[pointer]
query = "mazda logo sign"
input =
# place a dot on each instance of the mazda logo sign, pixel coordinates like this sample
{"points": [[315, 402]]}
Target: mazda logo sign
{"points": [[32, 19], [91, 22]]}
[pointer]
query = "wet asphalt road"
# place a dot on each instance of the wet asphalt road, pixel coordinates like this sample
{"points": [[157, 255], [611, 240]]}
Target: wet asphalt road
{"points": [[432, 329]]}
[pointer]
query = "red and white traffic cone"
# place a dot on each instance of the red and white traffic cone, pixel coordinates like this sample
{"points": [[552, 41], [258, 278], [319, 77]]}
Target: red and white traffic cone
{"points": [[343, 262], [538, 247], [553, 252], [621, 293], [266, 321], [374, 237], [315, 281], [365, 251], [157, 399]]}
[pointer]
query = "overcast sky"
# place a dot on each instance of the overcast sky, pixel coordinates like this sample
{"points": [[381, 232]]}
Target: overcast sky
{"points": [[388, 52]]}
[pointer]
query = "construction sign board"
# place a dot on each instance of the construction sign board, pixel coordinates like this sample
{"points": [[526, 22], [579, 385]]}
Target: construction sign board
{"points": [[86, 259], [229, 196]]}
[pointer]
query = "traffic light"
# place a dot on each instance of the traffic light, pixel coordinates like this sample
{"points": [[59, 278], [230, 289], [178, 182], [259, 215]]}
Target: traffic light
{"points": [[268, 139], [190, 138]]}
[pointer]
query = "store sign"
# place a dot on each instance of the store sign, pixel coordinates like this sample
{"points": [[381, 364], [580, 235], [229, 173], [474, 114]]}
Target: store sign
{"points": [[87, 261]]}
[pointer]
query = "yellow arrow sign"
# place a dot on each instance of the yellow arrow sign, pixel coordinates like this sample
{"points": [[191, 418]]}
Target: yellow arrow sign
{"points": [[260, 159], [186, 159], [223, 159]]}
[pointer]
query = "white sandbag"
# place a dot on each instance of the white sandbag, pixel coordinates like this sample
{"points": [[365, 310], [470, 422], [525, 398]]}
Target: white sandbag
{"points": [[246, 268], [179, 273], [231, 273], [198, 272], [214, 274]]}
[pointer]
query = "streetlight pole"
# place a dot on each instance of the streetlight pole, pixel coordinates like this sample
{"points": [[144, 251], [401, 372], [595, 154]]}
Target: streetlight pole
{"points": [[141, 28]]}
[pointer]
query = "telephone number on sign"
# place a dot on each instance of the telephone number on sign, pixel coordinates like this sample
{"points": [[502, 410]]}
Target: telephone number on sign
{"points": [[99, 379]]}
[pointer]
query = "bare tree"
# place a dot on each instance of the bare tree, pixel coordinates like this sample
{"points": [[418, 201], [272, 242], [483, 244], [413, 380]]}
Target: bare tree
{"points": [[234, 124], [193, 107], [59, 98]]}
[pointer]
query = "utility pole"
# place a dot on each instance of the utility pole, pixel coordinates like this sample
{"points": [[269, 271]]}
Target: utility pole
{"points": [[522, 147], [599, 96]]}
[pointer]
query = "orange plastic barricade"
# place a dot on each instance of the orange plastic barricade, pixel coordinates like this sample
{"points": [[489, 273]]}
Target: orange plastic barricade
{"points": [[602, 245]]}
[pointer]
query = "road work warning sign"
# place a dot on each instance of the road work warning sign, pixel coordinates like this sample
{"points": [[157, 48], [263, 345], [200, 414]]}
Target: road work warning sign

TASK BRIEF: Restate every entry word for word.

COMPLETED TASK:
[pointer]
query = "mazda logo sign"
input =
# place a dot on each instance of the mazda logo sign, pixel coordinates like this sample
{"points": [[315, 402]]}
Target: mazda logo sign
{"points": [[32, 19], [91, 22]]}
[pointer]
query = "wet asphalt road"
# place a dot on each instance of the wet asphalt road, pixel coordinates like this sample
{"points": [[157, 255], [611, 240]]}
Target: wet asphalt road
{"points": [[432, 329]]}
[pointer]
query = "red and white traffic cone"
# place a dot on each instance of the red and white traffic cone, pixel coordinates like this sample
{"points": [[552, 41], [258, 278], [319, 77]]}
Target: red and white traffic cone
{"points": [[343, 262], [538, 247], [553, 252], [621, 293], [266, 321], [374, 237], [315, 281], [365, 251], [157, 399]]}
[pointer]
query = "overcast sky"
# place a dot on each instance of the overcast sky, pixel coordinates like this sample
{"points": [[381, 232]]}
Target: overcast sky
{"points": [[388, 52]]}
[pointer]
query = "construction sign board"
# place a dot on each instance of the construction sign board, pixel coordinates like this sample
{"points": [[526, 22], [579, 385]]}
Target: construction sign board
{"points": [[86, 259], [229, 196]]}
[pointer]
query = "traffic light"
# place a dot on each instance of the traffic light, pixel coordinates like this sample
{"points": [[59, 278], [230, 289], [178, 182], [259, 215]]}
Target: traffic light
{"points": [[268, 139], [190, 138]]}
[pointer]
query = "store sign"
# place a dot on each instance of the store sign, pixel coordinates like this sample
{"points": [[381, 364], [580, 235], [229, 173], [474, 114]]}
Target: store sign
{"points": [[87, 261]]}
[pointer]
query = "yellow arrow sign"
# place a dot on each instance of the yellow arrow sign, pixel coordinates like this sample
{"points": [[191, 418]]}
Target: yellow arrow sign
{"points": [[260, 159], [186, 159], [223, 159]]}
[pointer]
query = "white sandbag"
# place a dot on each instance of the white sandbag, pixel coordinates like this sample
{"points": [[365, 310], [470, 422], [525, 398]]}
Target: white sandbag
{"points": [[246, 268], [179, 273], [231, 273], [198, 272], [214, 274]]}
[pointer]
query = "streetlight pole"
# place a dot on each instance of the streetlight pole, pixel coordinates like this sample
{"points": [[144, 251], [401, 372], [595, 154]]}
Target: streetlight pole
{"points": [[141, 28]]}
[pointer]
query = "telephone number on sign"
# place a dot on each instance of the telephone number on sign, pixel coordinates like this sample
{"points": [[502, 410]]}
Target: telephone number on sign
{"points": [[99, 379]]}
[pointer]
query = "bare tree"
# place a dot on each instance of the bare tree, pixel coordinates like this sample
{"points": [[418, 201], [272, 242], [483, 244], [413, 380]]}
Target: bare tree
{"points": [[234, 124], [193, 107], [59, 98]]}
[pointer]
query = "utility pole"
# place a dot on each instance of the utility pole, pixel coordinates like this sample
{"points": [[269, 271]]}
Target: utility pole
{"points": [[522, 147], [599, 96]]}
[pointer]
query = "orange plastic barricade"
# place a dot on each instance of the orange plastic barricade, pixel coordinates like this sample
{"points": [[489, 273]]}
Target: orange plastic barricade
{"points": [[602, 245]]}
[pointer]
query = "road work warning sign"
# place a dot on each instance of the road work warning sign, pixel coordinates like this sample
{"points": [[157, 48], [263, 345], [200, 414]]}
Target: road work warning sign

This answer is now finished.